# Short exercise:
Please reproduce the listing below from the line containing "Q: Find one point on every instance of the black dress" through the end of the listing, keeping every line and changing only the coordinate pairs. Multiply each coordinate by 2.6 and round to whole numbers, with halves rounding up.

# Source records:
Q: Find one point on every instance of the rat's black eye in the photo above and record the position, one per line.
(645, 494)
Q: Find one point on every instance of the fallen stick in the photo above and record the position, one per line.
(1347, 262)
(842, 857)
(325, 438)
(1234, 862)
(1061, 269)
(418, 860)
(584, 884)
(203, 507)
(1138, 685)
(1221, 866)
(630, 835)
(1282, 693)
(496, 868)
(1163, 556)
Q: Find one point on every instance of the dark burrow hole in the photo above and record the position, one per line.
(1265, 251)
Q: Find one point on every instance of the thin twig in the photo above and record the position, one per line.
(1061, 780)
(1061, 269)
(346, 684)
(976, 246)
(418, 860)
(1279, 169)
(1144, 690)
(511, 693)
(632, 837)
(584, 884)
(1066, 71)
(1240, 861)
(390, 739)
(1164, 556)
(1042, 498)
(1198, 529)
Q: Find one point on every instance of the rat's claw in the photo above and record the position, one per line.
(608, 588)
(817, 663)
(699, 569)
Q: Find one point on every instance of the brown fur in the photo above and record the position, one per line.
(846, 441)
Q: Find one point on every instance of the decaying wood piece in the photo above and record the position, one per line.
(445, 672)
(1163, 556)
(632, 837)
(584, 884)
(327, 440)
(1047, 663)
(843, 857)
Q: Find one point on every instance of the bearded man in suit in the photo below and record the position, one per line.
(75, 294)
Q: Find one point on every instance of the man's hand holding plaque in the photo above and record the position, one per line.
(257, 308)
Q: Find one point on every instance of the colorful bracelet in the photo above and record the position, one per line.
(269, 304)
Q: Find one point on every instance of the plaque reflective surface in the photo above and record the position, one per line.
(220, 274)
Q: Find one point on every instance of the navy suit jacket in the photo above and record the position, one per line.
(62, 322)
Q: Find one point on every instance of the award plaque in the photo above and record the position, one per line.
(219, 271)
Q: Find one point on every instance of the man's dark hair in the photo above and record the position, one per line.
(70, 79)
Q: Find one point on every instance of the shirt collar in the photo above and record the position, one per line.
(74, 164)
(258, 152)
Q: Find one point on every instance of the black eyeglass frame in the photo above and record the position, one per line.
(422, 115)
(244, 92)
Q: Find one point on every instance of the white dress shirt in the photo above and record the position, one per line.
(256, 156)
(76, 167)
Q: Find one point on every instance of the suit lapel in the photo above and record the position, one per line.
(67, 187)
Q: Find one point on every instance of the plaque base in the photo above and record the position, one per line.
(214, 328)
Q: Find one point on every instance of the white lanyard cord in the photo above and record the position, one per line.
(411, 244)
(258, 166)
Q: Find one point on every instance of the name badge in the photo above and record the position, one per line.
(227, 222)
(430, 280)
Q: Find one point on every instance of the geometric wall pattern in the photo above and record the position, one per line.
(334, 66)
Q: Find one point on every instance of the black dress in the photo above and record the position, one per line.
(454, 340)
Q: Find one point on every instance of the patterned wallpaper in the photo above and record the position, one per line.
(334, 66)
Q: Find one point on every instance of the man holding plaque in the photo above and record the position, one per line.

# Task solution:
Q: Find one point on every instance of the black dress in the photo above and record the position, one per line.
(1180, 884)
Q: Find one point on every instance of the patterned wallpaper in the photo above and record the position, one per line.
(868, 172)
Q: Find one point on every instance of the man holding plaque in the photo above and record the position, one per line.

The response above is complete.